- _Challenge_:
Reproduce the data below word for word, preserving every line in its original order.

- _Input material_:

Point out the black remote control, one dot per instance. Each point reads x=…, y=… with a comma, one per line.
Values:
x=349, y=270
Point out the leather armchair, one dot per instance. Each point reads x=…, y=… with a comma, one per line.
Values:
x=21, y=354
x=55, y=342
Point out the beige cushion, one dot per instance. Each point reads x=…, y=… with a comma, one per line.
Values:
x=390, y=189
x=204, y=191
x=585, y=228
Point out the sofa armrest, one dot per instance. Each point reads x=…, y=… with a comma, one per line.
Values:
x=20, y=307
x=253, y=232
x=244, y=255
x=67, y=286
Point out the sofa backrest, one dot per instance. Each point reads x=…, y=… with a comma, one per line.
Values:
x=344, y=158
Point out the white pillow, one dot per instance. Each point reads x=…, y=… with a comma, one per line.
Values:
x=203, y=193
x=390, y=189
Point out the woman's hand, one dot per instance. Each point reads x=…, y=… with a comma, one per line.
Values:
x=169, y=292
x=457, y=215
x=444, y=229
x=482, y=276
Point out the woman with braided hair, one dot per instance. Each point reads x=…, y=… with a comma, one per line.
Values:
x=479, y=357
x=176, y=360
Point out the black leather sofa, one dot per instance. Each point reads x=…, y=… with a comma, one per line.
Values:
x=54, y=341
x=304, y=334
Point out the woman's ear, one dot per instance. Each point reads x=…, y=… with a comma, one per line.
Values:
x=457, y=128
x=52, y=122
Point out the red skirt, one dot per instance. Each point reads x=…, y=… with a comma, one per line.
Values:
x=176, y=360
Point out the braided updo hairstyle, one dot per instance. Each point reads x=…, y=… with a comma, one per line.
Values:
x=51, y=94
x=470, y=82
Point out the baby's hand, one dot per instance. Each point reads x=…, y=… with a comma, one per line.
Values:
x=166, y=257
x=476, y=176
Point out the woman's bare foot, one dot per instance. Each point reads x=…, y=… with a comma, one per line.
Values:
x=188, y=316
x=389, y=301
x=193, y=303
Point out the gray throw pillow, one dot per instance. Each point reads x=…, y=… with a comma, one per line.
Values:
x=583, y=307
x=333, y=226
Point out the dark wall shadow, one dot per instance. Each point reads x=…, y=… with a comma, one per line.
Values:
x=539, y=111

- _Response_:
Point out the black remote control, one dot per instance. Each point reads x=…, y=… with a comma, one per line.
Values:
x=349, y=270
Point out the leather armchair, one dot per instance. Each point reads x=…, y=… with a comma, one per line.
Values:
x=21, y=354
x=55, y=342
Point out the beige cushion, one dot per instance. Each point reads x=…, y=… with a comma, one per line.
Values:
x=390, y=189
x=204, y=191
x=585, y=228
Point out the sofa armrest, one dot per instance. Each point reads x=…, y=… with a comma, one per line.
Values:
x=20, y=307
x=253, y=232
x=244, y=255
x=67, y=286
Point out the sofa backrest, one dot per instance. Each point reads x=…, y=… with a comma, one per line.
Values:
x=344, y=158
Point out the white pillow, one dot per instance. Each point reads x=…, y=… with a comma, one per line.
Values:
x=203, y=193
x=390, y=189
Point out the woman's hand, one dot per instance. Each point reads x=…, y=… with a comma, one per line.
Values:
x=169, y=292
x=457, y=215
x=444, y=229
x=482, y=276
Point out the woman with braided hair, one dot per instance. Each point reads x=…, y=… with a comma, one per line.
Values:
x=479, y=357
x=176, y=360
Point out the black leather sofa, one dot per instance. Each point reads x=…, y=… with a comma, one per line.
Values:
x=54, y=341
x=304, y=334
Point out the woman's ear, one dot per instance. Each point reads x=…, y=… with a comma, one per line.
Values:
x=457, y=128
x=52, y=122
Point out the red skirt, one dot per instance. Each point reads x=…, y=… with a comma, one per line.
Values:
x=176, y=360
Point out the braided updo hairstyle, one dot per instance. Each point reads x=…, y=… with a comma, one per line.
Values:
x=51, y=94
x=470, y=82
Point out the baby's hand, one dot per instance. Each point reads x=…, y=… with a comma, one per line.
Values:
x=166, y=257
x=476, y=176
Point out the woman's bare foot, one dot per instance. Each point reads x=…, y=… with a comma, one per line.
Values:
x=188, y=316
x=389, y=301
x=193, y=303
Point out the gray throw pillow, one dot per instance. Each point reads x=…, y=… with a comma, one per line.
Values:
x=583, y=307
x=333, y=226
Point out the dark wall shadow, one dot per instance. Each point reads x=…, y=… with a comma, one per line.
Values:
x=539, y=111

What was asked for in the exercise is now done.